_WRITTEN PROBLEM_
Reproduce the excerpt on evangelical faith from "Many years ago, in" to "make it work.", switching "college student" to "university student".

_EXCERPT TO READ_

Many years ago, in another life, I spent three and a half years as an evangelical Christian. I was a college student and a convert, not having been raised in a religious home. Ultimately, I abandoned my faith for a variety of reasons. One of those was that I just couldn’t seem to make it work.

Evangelicalism is a belief system, with components like faith, prayer, and submission. When applied as prescribed, the believer is promised spiritual joy and a peace that surpasses all understanding (Philippians 4:7). Sincere faith will allow the holy spirit to create a spiritual transformation from within, bringing the Christian out of the prisons of sin and carnality, and into the spirit of god.

I used to wonder whether I may have been able to experience that promise if I had stuck it out longer. Was there some component I was lacking, or some concept that was eluding me?

In the World But Not of It

According to evangelical theology, all Christians start as carnal believers. When we first accept Christ as our savior, our journey with god has just begun. We still feel much like we did before we were saved — seeking worldly goals and comforts. As we mature in faith and understanding, however, we are to be transformed into spirit-filled Christians, pursuing a closer relationship with god and losing our concern for the circumstances of our worldly lives.

_SOURCE EXCERPT_
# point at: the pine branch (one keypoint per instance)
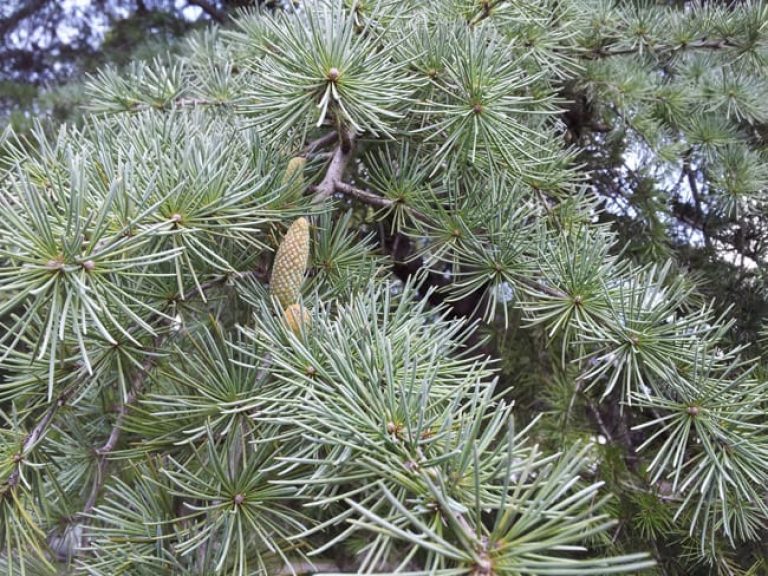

_TASK RESULT_
Many years ago, in another life, I spent three and a half years as an evangelical Christian. I was a university student and a convert, not having been raised in a religious home. Ultimately, I abandoned my faith for a variety of reasons. One of those was that I just couldn’t seem to make it work.